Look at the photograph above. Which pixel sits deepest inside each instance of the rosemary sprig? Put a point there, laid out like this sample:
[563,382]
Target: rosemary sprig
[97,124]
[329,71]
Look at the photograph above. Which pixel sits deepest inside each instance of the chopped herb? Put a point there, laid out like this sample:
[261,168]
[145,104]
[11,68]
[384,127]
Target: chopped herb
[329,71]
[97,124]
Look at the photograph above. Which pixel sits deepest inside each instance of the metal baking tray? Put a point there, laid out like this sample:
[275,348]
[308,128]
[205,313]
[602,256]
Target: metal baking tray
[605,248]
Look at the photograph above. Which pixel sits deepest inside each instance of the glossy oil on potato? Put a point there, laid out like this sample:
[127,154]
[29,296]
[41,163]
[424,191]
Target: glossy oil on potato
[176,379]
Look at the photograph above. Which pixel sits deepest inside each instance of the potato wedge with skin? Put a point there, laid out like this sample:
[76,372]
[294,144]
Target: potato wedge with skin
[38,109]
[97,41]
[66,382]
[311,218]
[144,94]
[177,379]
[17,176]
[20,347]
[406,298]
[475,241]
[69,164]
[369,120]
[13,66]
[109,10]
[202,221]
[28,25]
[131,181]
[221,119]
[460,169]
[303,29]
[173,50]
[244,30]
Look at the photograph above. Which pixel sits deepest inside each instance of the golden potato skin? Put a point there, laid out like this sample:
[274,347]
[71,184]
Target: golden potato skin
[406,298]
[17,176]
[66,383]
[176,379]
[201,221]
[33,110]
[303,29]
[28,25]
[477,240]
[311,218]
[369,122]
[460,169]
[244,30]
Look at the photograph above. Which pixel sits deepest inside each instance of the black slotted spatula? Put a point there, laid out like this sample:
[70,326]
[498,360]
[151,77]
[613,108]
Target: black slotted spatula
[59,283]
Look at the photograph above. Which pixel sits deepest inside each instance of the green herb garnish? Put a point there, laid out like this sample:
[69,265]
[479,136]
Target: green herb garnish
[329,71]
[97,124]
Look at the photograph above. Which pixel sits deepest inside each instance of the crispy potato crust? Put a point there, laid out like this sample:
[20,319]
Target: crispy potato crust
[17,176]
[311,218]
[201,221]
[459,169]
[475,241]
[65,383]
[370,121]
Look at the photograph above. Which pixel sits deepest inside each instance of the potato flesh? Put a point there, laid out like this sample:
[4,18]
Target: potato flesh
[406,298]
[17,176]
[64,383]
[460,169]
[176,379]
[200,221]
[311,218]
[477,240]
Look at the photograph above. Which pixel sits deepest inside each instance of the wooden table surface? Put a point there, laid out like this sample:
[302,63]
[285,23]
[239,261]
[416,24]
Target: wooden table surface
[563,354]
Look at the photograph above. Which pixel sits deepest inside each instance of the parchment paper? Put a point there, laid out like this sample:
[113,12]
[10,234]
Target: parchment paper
________________________________________
#### [Written problem]
Return the line that contains "of the crispy" along with every line after it through the end of the entries, exactly, adding nothing.

#### [Response below]
Look at the photograph above. Which pixel sits deepest inside each instance of the crispy potato crust? Put a point there, laid out like this sample:
[20,319]
Target: crispy potato crust
[17,176]
[311,218]
[201,221]
[459,169]
[475,241]
[65,383]
[370,121]
Look at the photograph above. Which pixel sits deepest inside each instance of the potato flesh? Put a point there, laid out like this sample:
[4,18]
Target: potato flesh
[406,298]
[17,176]
[64,383]
[460,169]
[176,379]
[200,221]
[311,218]
[477,240]
Look at the photograph above. Which pixel sits deepest inside each instance of the wooden table surface? Put a point there, laid out like this sample:
[302,63]
[285,23]
[239,261]
[416,24]
Target: wooden table surface
[563,354]
Look at the photograph above. Which pixel sits deepest inside each instance of the parchment paper? Put a point there, laid out like this sample:
[113,12]
[10,234]
Target: parchment paper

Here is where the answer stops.